Copy out every line of the listing below, requests included but pictures left out. Multiply each box coordinate in the answers by 0.25 and round it to a whole number, with halves going up.

(MATERIAL FOR THIS TASK)
****

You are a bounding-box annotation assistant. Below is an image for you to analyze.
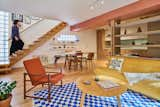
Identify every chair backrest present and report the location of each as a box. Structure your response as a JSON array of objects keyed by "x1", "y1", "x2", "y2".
[
  {"x1": 87, "y1": 52, "x2": 94, "y2": 60},
  {"x1": 23, "y1": 58, "x2": 46, "y2": 85}
]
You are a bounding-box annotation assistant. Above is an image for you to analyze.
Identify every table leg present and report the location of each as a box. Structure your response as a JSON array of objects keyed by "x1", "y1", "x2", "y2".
[
  {"x1": 117, "y1": 95, "x2": 121, "y2": 107},
  {"x1": 80, "y1": 92, "x2": 86, "y2": 107}
]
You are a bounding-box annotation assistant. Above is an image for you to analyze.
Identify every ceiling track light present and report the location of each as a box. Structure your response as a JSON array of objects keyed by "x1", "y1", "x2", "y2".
[{"x1": 89, "y1": 0, "x2": 104, "y2": 10}]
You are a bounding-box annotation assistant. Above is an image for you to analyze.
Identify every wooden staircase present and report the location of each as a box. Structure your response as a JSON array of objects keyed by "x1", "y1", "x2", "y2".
[{"x1": 0, "y1": 22, "x2": 67, "y2": 72}]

****

(RESULT OF THE EXERCISE)
You are a bounding-box annotation assistant. Below is an image for you to analyze.
Identify every chair backrest present and report the location of each as a box. Structure your response as a JSON array of objects keyed by "x1", "y1", "x2", "y2".
[
  {"x1": 22, "y1": 13, "x2": 24, "y2": 15},
  {"x1": 6, "y1": 15, "x2": 12, "y2": 21}
]
You are a bounding-box annotation assistant. Above is an image for you to analyze.
Identify every table leg present and report the location of each as a box. Structure your response as a JSON array of objects keyed by "x1", "y1", "x2", "y2".
[
  {"x1": 29, "y1": 24, "x2": 30, "y2": 27},
  {"x1": 20, "y1": 23, "x2": 22, "y2": 27}
]
You are a bounding-box annotation assistant. Above is an image for you to analyze.
Identify every ceiling track light present and report the location of each as a box. Structure your response as a JSON array of objects keyed by "x1", "y1", "x2", "y2".
[{"x1": 22, "y1": 0, "x2": 26, "y2": 3}]
You are a bounding-box annotation assistant. Above is an image for you to analyze.
Identify every wooden staircase present and report the location of each as a box. Structure your response as a JSON array of objects keyed by "x1", "y1", "x2", "y2".
[{"x1": 0, "y1": 6, "x2": 17, "y2": 18}]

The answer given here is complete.